WHAT YOU WILL DO:
1 - Do these statements agree with the passage "Grant Us Your Vision in Our Time"? (a) Dr. Marian Wright Edelman founded the Children's Defense Fund in 1973. (b) She was the first African American woman to pass the bar in Alabama. (c) The speaker has shared her leadership style with students at Pacific School of Religion/Graduate Theological Union. Answer yes or no for each, quoting the deciding words exactly.
2 - In the passage "Grant Us Your Vision in Our Time," why does the prayer ask that God's vision be written so large?

GIVEN PASSAGE:
++++++++++++++++++++

Grant Us Your Vision in Our Time | June 23, 2024 Rev. Dr. Dorsey Blake

Updated: Jul 11

O God, grant us Your vision in our time

Help us to write it so large that even a runner can see it.

Make it so compelling that even a cynic will pause,

So convincing that a skeptic will risk trying to bring hope to others,

And so inspiring that the committed will stand courageously in faith,

leaving the results to You.

 

The first African American woman to pass the bar in Mississippi, Dr. Marian Wright Edelman, has been a prophetic voice for many years. As an attorney, she secured funding for one of the largest Head Start Programs in the nation. Serving as director of the Legal Defense and Educational Fund in Jackson, Mississippi, her keen legal mind was used in the employment of justice. These and so many other major accomplishments were stairways to her founding and presiding over the Children’s Defense Fund (CDF) in 1973. CDF is our country’s most powerful advocate for children. In 2018 she retired as president and now carries the title of President Emerita. She has been one of the most powerful and effective civil/human rights movement leaders.

 

I have been fortunate to meet and enjoy her company. An extraordinary person, she describes herself as a servant leader. I have shared her leadership style with my students at Pacific School of Religion/Graduate Theological Union. I have benefitted from her gentle, strong, encompassing, confident, and loving presence at Alex Haley Farm. Perhaps there would be no such farm without her intelligence, contextual analysis, vision, diplomacy, and ability to translate vision into reality. We connected on a wonderful level. She instructed me to conduct a workshop on Dr. Howard Thurman the following year. Gus Newport, our recently deceased community member, stood beside me and stated that he witnessed what had just transpired.

++++++++++++++++++++

DATA RECORDS:
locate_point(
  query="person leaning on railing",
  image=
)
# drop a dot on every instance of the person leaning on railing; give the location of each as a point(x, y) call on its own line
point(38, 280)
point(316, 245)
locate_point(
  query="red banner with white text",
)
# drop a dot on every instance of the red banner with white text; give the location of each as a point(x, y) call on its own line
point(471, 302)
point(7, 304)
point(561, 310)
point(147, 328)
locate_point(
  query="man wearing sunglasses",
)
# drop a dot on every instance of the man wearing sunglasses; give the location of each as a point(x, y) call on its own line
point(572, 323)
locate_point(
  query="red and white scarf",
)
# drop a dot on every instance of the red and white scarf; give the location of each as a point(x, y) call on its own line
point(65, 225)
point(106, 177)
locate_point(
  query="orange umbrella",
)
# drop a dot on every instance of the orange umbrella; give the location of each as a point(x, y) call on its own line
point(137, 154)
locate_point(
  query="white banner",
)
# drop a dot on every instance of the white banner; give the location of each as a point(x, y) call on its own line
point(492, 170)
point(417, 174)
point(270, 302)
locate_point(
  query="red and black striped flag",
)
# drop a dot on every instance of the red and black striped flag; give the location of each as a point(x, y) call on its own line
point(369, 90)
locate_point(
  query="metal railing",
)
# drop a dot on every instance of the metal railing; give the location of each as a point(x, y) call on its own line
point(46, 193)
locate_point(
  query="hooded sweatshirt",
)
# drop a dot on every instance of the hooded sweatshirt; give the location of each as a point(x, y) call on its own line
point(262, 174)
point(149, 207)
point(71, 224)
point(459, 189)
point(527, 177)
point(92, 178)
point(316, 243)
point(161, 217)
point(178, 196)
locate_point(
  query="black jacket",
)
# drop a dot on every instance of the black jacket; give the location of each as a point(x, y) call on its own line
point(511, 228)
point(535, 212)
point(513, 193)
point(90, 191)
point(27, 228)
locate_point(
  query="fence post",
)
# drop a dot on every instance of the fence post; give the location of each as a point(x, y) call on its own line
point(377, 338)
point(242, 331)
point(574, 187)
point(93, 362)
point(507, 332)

++++++++++++++++++++

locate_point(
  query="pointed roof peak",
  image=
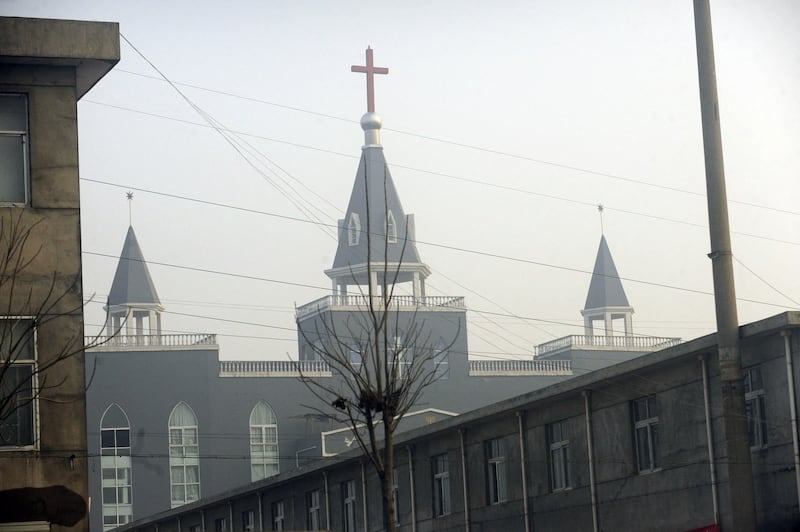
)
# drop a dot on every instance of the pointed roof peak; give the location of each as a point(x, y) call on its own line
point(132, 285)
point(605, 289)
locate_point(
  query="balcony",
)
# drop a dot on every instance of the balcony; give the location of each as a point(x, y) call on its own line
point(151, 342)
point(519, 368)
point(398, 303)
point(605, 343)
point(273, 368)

++++++++++++++++++++

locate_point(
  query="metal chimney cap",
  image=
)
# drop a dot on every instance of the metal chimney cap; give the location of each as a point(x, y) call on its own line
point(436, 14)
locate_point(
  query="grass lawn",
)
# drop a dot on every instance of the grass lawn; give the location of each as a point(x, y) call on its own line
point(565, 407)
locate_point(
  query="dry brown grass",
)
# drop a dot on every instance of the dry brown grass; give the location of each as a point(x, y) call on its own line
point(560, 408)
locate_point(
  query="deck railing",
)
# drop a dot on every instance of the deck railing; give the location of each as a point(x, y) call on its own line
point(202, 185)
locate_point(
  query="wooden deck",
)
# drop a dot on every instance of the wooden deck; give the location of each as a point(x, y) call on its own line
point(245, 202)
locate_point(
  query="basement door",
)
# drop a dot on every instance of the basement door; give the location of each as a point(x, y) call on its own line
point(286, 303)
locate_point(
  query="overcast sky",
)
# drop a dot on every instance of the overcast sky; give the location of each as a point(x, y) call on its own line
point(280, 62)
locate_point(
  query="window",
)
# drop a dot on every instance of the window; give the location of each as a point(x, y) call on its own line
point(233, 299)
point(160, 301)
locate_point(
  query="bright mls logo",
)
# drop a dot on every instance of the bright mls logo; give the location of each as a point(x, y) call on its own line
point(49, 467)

++++++++++++++++++++

THE ANSWERS:
1 -
(a) Yes: "her founding and presiding over the Children’s Defense Fund (CDF) in 1973."
(b) No: "The first African American woman to pass the bar in Mississippi."
(c) Yes: "I have shared her leadership style with my students at Pacific School of Religion/Graduate Theological Union."

2 - It asks for the vision to be written so large "that even a runner can see it."